- **WHAT IS EXPECTED**
Filter the listing below, please, and copy only the lines with the word "forearm".

*** DATASET EXCERPTS ***

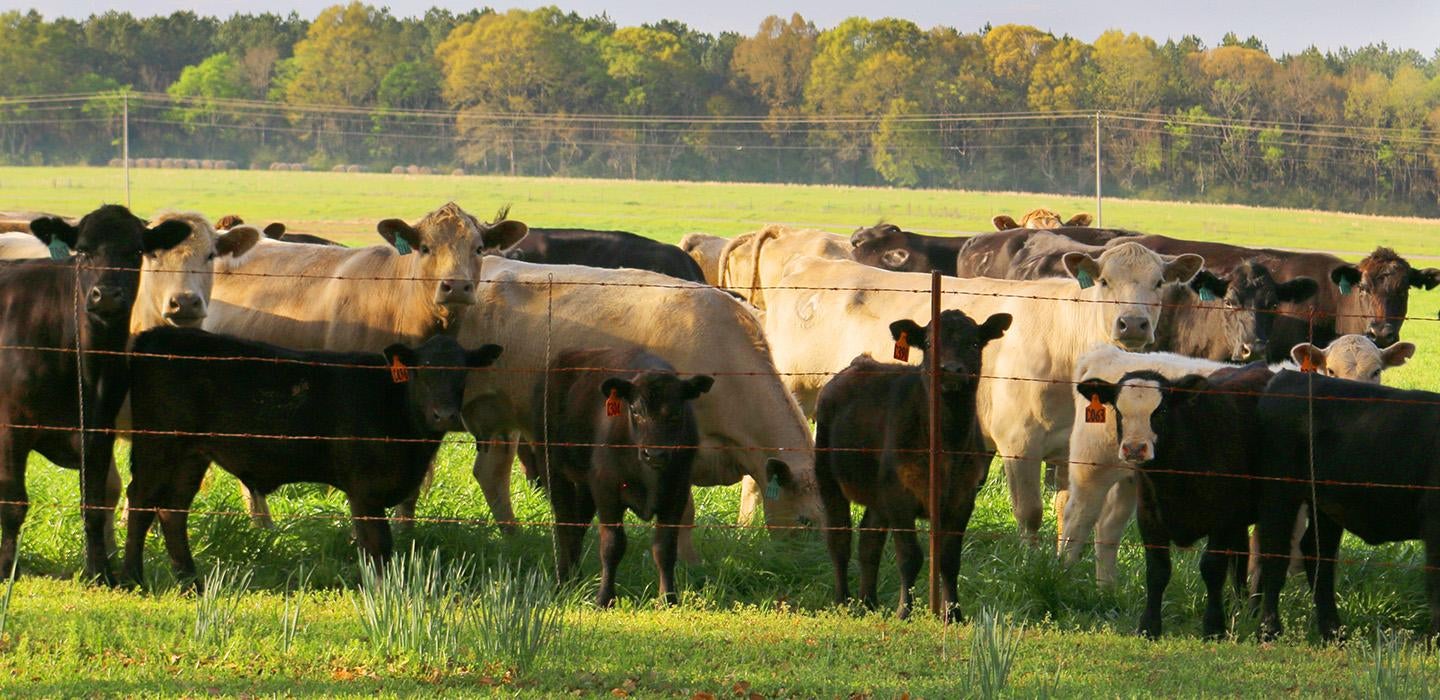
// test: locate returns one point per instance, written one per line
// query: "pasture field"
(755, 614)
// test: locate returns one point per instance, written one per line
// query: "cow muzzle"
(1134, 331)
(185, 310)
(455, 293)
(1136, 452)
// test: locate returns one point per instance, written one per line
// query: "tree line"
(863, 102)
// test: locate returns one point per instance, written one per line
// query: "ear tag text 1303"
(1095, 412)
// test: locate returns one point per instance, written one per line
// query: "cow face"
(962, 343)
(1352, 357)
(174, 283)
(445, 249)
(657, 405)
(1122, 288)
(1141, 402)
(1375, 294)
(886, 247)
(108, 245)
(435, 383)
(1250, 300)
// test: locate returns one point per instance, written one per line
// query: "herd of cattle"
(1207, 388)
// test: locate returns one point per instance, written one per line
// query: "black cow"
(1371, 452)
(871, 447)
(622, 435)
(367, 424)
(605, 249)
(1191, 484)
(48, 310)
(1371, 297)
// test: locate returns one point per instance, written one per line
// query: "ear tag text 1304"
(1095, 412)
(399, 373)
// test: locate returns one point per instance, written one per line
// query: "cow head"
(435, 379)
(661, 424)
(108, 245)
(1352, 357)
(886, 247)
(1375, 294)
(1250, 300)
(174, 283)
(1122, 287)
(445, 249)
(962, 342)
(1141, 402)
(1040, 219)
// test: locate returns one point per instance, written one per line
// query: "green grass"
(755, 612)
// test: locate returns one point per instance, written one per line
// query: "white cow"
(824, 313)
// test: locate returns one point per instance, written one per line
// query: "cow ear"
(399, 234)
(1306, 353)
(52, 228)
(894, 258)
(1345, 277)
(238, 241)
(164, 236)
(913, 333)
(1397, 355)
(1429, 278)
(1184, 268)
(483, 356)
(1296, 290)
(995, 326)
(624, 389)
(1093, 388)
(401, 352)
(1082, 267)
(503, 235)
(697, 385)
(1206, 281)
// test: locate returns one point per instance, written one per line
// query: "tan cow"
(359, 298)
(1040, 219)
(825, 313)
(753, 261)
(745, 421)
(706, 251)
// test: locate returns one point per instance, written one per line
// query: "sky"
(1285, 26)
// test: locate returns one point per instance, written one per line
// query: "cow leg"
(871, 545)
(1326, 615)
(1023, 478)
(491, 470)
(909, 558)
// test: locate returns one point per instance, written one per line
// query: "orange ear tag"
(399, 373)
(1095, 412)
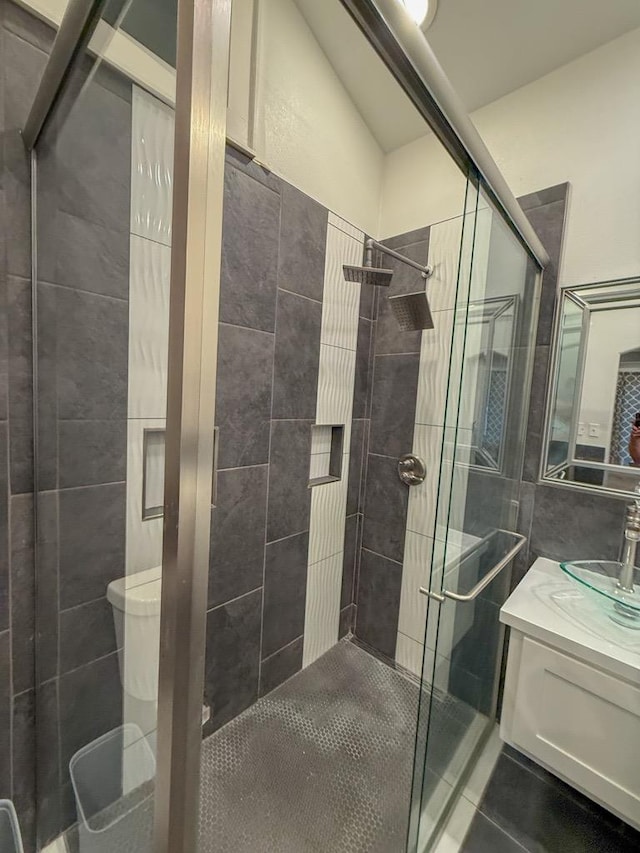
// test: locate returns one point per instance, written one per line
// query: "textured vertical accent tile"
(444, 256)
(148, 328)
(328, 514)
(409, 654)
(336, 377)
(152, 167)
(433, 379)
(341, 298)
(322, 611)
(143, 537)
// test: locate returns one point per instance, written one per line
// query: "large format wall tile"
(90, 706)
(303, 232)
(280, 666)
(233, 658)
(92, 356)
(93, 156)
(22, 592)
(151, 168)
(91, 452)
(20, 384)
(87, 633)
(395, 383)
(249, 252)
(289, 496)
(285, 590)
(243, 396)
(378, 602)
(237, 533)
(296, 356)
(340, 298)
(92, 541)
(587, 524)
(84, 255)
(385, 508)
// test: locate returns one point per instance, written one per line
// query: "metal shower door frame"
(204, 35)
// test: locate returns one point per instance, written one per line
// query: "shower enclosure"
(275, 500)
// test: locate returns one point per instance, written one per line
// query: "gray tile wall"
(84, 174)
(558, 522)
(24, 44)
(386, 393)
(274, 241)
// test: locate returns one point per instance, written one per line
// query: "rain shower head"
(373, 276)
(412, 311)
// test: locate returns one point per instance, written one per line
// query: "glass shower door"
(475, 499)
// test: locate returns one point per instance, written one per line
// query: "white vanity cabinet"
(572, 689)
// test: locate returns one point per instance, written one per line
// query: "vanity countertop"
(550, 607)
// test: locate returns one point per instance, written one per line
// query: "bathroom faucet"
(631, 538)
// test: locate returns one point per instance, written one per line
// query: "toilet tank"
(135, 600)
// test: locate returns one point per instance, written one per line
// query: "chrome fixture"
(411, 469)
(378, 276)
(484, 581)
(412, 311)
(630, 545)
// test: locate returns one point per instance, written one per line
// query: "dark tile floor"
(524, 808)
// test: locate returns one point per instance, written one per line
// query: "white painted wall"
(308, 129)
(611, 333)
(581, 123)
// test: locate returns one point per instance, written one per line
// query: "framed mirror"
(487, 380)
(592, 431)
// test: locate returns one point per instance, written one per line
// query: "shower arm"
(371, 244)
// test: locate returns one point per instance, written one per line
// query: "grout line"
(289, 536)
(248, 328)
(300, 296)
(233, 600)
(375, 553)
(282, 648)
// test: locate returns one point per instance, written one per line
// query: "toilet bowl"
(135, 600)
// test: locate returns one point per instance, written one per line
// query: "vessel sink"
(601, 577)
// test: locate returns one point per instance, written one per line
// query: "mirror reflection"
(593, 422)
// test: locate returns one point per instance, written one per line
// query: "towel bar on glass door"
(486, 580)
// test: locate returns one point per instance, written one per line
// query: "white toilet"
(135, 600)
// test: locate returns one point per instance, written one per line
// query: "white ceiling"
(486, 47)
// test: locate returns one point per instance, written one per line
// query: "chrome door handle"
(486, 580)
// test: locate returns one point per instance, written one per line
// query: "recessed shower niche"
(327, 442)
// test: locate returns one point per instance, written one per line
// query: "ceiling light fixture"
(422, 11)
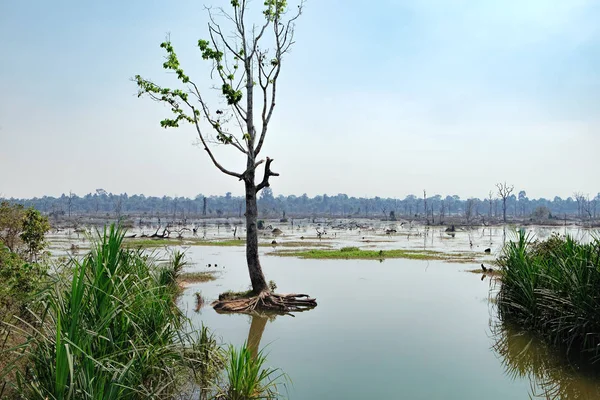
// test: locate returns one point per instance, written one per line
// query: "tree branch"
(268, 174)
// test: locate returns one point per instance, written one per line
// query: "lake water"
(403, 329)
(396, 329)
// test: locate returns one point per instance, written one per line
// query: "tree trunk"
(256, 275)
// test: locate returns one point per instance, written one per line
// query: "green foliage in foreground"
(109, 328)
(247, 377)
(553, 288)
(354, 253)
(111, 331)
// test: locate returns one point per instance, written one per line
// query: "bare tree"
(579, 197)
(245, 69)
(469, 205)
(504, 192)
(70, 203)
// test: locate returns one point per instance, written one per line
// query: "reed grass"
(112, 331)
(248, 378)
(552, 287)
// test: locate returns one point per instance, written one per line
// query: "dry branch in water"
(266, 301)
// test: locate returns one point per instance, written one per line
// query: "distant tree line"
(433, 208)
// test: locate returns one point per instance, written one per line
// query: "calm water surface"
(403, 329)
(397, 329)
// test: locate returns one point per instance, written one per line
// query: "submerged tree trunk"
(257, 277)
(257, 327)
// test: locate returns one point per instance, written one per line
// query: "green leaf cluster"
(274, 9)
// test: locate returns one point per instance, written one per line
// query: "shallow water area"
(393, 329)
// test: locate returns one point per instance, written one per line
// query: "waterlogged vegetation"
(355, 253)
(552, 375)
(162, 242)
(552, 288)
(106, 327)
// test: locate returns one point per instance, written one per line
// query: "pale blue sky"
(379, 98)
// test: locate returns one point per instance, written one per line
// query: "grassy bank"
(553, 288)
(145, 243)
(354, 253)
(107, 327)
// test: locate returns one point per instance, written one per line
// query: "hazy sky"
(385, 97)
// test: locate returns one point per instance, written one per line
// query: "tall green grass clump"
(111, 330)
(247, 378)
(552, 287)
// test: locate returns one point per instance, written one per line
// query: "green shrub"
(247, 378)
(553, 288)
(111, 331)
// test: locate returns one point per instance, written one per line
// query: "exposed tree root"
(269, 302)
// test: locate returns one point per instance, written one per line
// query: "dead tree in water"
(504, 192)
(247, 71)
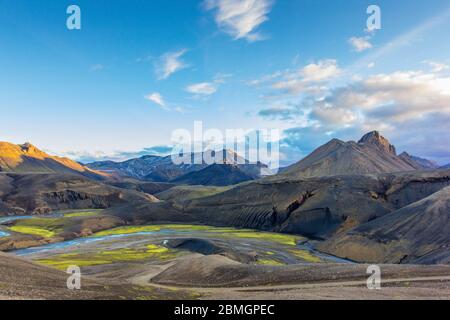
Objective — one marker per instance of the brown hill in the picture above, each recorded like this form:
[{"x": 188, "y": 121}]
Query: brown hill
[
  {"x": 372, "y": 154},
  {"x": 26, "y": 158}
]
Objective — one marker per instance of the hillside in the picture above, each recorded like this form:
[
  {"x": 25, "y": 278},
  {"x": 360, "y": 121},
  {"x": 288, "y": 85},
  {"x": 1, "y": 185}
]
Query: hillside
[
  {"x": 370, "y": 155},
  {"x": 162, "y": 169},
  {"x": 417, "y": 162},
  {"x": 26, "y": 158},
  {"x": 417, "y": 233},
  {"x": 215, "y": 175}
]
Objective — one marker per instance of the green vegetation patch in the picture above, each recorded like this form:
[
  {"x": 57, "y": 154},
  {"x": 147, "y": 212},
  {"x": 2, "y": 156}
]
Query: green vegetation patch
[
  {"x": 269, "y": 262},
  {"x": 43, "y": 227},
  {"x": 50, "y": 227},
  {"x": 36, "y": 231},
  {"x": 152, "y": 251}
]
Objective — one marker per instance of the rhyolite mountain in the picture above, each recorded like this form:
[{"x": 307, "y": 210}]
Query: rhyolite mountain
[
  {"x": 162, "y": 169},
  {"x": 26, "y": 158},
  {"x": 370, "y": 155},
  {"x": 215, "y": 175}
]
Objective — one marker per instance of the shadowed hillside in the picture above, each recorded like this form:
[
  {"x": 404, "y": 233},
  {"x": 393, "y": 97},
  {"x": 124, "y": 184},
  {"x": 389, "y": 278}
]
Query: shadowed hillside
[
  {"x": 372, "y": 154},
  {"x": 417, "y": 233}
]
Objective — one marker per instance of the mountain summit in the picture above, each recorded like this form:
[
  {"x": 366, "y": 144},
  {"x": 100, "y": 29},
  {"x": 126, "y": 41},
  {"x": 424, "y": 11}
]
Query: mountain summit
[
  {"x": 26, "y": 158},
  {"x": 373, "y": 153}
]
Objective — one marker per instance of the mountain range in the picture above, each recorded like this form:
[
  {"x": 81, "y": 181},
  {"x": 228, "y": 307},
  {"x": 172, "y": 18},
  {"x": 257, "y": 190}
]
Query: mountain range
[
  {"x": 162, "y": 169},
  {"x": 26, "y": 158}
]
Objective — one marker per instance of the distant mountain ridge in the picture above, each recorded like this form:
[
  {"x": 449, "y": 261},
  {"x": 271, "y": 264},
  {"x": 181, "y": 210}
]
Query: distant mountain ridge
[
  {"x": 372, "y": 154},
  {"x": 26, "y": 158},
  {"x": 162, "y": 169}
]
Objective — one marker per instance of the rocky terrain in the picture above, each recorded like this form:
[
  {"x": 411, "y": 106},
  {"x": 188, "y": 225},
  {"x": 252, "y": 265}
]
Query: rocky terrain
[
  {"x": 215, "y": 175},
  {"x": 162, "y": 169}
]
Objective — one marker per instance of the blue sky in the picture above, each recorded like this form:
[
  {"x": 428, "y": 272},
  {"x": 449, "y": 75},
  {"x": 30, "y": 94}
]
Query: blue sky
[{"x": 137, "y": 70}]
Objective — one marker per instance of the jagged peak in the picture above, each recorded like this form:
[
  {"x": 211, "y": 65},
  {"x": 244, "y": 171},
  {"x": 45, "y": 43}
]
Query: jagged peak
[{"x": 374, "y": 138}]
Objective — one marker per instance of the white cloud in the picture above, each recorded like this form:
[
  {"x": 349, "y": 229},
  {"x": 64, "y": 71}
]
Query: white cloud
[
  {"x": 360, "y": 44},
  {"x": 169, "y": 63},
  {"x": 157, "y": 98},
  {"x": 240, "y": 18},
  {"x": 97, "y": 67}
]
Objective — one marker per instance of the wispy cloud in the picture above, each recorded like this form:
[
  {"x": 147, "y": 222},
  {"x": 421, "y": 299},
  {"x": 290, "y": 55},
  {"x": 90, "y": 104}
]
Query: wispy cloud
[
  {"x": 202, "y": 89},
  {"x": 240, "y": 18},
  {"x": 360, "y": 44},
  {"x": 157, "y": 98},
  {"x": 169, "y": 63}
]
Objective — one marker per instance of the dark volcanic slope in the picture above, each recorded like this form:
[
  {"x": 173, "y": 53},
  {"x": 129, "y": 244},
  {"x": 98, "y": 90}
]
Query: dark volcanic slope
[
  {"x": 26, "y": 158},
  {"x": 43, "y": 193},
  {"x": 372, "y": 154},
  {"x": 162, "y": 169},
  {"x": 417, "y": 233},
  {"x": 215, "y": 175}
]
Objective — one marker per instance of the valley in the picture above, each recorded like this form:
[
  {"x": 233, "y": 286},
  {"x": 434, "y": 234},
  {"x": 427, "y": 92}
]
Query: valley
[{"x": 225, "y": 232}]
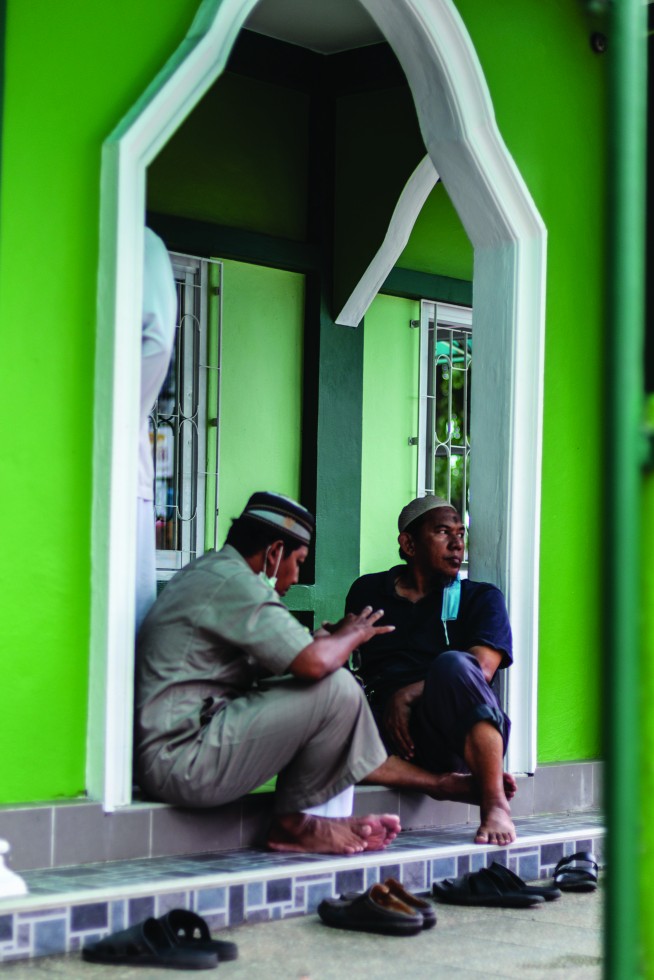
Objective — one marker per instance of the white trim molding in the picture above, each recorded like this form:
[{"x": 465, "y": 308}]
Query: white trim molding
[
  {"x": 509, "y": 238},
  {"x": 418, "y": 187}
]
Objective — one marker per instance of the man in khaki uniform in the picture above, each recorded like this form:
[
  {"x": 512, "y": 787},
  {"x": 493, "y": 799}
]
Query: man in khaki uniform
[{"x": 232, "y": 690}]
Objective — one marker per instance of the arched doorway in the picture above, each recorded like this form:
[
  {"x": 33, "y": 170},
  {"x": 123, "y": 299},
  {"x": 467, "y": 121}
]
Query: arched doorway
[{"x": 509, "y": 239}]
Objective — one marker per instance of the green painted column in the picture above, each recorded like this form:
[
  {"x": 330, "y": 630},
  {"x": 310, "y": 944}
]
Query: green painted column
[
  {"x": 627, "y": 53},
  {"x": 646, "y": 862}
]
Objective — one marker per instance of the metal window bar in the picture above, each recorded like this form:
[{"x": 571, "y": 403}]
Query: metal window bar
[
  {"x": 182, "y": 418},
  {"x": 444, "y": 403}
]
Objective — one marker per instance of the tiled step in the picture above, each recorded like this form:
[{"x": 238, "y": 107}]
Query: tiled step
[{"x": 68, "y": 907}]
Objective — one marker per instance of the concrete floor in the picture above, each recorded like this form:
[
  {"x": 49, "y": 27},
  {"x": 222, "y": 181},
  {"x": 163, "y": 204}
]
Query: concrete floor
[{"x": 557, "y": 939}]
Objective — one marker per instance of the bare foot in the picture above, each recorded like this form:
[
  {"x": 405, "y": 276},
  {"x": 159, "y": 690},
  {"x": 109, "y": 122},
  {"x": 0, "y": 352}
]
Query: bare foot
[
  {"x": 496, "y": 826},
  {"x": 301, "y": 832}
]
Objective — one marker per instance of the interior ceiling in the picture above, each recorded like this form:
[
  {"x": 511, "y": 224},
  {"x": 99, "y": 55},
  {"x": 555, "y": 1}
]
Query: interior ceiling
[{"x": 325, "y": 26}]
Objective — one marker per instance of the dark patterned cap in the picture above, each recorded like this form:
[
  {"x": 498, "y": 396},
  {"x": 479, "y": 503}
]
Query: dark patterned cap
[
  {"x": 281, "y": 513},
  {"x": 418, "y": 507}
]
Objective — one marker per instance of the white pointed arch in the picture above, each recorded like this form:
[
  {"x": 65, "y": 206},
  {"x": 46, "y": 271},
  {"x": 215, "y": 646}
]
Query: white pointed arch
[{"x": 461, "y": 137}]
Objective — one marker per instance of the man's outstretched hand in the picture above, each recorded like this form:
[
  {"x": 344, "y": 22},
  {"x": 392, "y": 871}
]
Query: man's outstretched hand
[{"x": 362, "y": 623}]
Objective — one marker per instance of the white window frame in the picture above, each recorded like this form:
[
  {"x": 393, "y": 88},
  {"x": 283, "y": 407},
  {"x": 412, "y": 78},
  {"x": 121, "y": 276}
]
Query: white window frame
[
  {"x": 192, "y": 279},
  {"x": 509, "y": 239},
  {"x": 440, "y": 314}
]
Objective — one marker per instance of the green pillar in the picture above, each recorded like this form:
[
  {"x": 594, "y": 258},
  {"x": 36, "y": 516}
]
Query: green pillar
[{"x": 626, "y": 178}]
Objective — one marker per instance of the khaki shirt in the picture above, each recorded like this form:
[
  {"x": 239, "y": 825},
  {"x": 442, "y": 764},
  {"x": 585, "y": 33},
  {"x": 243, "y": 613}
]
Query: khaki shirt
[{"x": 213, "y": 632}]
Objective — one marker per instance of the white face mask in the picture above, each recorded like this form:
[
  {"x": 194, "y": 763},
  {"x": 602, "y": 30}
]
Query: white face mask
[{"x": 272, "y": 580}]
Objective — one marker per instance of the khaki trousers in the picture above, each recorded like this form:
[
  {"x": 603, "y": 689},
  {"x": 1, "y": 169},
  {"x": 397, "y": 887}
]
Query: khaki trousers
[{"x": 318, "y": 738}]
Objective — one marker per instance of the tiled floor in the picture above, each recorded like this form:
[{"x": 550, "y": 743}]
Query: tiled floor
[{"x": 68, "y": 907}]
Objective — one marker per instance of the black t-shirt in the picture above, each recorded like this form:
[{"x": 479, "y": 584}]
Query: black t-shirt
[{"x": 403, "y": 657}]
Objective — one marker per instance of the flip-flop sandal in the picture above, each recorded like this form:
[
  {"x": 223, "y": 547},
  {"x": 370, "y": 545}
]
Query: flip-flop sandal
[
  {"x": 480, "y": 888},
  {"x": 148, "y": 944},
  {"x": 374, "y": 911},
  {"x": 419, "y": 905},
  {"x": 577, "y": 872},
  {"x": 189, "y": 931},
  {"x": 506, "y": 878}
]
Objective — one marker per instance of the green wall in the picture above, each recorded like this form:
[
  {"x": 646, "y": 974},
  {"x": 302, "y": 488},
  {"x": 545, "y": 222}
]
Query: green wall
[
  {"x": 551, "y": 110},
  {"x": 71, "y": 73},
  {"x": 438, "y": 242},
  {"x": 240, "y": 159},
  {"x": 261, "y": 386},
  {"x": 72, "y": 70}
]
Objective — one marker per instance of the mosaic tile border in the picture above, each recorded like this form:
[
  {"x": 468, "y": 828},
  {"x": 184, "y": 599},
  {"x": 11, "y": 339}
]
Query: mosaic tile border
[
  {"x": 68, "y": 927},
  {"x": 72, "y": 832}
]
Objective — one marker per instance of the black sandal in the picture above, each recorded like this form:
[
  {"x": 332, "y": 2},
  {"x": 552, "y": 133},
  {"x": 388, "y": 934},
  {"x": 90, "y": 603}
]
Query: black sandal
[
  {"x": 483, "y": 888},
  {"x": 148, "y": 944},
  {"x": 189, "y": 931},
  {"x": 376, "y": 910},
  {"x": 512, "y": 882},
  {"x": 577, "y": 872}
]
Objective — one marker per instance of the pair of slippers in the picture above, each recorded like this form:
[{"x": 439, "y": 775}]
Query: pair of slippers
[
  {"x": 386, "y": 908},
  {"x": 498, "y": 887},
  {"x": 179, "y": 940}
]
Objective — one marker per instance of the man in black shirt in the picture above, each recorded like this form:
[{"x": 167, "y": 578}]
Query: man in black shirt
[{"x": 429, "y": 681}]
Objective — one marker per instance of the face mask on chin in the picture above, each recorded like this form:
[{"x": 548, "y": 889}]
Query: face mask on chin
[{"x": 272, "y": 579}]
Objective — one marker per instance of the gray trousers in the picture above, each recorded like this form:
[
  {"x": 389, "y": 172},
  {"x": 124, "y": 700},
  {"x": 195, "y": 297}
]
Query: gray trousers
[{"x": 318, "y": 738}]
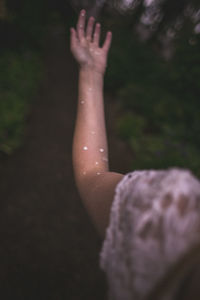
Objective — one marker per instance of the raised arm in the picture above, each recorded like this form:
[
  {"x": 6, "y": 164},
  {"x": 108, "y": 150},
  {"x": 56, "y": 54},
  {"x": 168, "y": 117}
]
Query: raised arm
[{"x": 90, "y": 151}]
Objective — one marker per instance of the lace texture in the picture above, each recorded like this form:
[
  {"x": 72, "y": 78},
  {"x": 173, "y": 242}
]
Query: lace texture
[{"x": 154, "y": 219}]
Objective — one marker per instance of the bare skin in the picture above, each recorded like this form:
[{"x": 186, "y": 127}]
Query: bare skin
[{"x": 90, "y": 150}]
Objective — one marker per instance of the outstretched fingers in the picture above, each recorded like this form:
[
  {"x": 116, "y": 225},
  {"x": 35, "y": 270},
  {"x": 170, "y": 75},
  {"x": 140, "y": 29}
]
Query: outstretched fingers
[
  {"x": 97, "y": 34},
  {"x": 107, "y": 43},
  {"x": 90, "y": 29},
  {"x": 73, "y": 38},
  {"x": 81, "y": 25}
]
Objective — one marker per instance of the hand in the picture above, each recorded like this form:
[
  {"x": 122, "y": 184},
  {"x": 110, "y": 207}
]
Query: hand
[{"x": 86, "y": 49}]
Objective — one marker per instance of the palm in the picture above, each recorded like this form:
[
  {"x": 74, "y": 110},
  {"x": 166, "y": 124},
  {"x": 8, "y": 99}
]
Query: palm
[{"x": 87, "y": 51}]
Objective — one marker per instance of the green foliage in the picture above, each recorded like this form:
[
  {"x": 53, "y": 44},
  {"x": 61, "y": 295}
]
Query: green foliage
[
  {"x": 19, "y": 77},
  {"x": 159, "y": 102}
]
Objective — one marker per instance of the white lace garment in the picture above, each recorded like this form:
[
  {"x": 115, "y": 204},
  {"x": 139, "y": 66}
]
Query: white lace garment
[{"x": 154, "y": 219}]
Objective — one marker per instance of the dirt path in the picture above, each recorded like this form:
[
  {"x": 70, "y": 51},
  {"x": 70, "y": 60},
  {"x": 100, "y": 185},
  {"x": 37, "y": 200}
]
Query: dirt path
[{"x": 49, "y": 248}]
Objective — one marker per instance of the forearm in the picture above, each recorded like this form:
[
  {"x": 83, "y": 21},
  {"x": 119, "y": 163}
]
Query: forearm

*** End of DATASET EXCERPTS ***

- **EXERCISE ANSWER**
Objective — one marker per instance of the forearm in the picture above, each recorded like this form:
Query: forearm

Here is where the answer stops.